» **Exercise requirements**: Convert all of the items below into a two-column CSV with the header row item_text,answer and one row per item. Put each item's text and its answer in a single quoted field, replacing line breaks with spaces.
>>>>
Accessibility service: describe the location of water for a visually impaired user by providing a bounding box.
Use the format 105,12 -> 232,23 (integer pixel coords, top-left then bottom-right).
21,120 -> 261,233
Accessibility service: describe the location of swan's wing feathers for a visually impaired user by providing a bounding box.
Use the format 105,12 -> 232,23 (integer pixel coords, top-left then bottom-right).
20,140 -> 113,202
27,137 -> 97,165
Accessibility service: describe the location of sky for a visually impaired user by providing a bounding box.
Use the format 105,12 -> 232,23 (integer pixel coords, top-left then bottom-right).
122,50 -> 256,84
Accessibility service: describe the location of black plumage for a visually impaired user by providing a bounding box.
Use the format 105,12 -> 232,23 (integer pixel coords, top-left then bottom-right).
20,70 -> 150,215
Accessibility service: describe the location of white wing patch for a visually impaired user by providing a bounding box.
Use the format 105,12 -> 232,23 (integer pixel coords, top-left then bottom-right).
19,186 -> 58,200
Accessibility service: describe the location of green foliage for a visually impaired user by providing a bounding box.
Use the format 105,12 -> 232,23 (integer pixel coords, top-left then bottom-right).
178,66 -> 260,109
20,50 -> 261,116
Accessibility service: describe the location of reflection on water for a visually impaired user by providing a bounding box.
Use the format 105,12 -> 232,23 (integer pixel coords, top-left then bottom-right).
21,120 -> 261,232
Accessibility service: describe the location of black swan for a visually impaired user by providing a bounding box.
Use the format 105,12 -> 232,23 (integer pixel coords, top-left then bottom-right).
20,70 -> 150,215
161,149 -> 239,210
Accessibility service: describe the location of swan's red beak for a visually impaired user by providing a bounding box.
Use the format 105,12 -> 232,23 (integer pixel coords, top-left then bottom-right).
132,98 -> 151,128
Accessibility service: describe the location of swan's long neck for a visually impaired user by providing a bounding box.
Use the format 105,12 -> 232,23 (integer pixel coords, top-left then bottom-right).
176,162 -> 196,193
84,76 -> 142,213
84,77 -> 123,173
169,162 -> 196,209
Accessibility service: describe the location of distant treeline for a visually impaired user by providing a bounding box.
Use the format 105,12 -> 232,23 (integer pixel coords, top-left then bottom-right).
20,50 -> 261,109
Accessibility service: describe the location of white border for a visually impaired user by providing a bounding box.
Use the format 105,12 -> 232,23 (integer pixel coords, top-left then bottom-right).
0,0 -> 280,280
<<<<
» **Exercise output**:
item_text,answer
"Accessibility service: describe the location of water for a visually impaired user by providing a bounding box. Use the format 105,12 -> 232,23 (integer pixel coords, top-left then bottom-right).","21,120 -> 261,233"
"Accessibility service: describe the location of swan's wing feathers for a visually impaired user by providing a bounding box. Use the format 105,12 -> 232,23 (integer pixel coords, top-left then bottom-right).","20,140 -> 113,202 27,137 -> 97,165"
"Accessibility service: describe the location of sky for a visually impaired user by providing a bounding box. Use the format 105,12 -> 232,23 (integer pixel coords, top-left then bottom-right).","122,50 -> 256,84"
"Accessibility service: describe the location of black plumage for a visually impaired user by providing a bounding box. Use the format 105,12 -> 232,23 (integer pixel coords, top-left then bottom-right).","20,70 -> 150,215"
"Accessibility service: describe the location of white wing patch for a visually impaired user by providing a bounding box. Use the format 105,12 -> 232,23 (integer pixel coords, top-left then bottom-right).","19,186 -> 58,200"
"Accessibility service: describe the location of green foliage for a visually impaired user by providing a bounding box. Use the format 105,12 -> 232,23 (integer pixel coords, top-left then bottom-right).","178,66 -> 260,109 20,50 -> 261,116"
"Accessibility service: describe the location of reflection on water for a visually impaired user by providing a bounding box. Use the format 105,12 -> 232,23 (integer pixel coords, top-left then bottom-right).","21,120 -> 261,232"
"Accessibility service: describe the location of black swan for a visually impaired user by providing a bounding box. Use the format 105,12 -> 232,23 (integer pixel coords, top-left then bottom-right).","20,70 -> 150,215 161,149 -> 239,210"
"Accessibility service: describe the location of swan's red beak for a visually impaired user by providing a bounding box. Use the format 105,12 -> 232,23 (integer pixel coords, top-left then bottom-right).","132,98 -> 151,128"
"Accessibility service: describe the location of swan's long neck for a visually impaired user by providing a bounding box. Use the format 105,12 -> 232,23 (integer pixel coords, top-left then bottom-right).","176,162 -> 196,193 84,76 -> 142,213 84,77 -> 123,173 169,162 -> 196,209"
"Accessibility service: describe the location of distant treeline for a visually impaired user by providing a bounding box. Use the format 105,12 -> 232,23 (integer pixel coords, top-left then bottom-right).","20,50 -> 261,109"
"Accessibility service: describe the location of white border for a visually impaired user by providing a bounding box. Use the format 105,12 -> 232,23 (integer pixel coords, top-left then bottom-right).","0,0 -> 280,280"